• **TASK**
Return, from the data below, each line that contains the word "agave".
======== PROVIDED RECORDS ========
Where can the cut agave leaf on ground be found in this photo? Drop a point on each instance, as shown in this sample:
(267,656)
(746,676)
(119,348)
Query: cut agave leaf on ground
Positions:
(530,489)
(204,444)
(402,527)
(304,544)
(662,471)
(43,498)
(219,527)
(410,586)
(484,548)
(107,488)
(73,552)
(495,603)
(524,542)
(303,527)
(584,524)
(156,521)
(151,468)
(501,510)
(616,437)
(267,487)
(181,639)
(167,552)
========
• **SOLUTION FOR THIS TASK**
Where can the cut agave leaf on ground be found in this photo? Drop a point on each instance, as shown in this sample:
Query: cut agave leaf on ground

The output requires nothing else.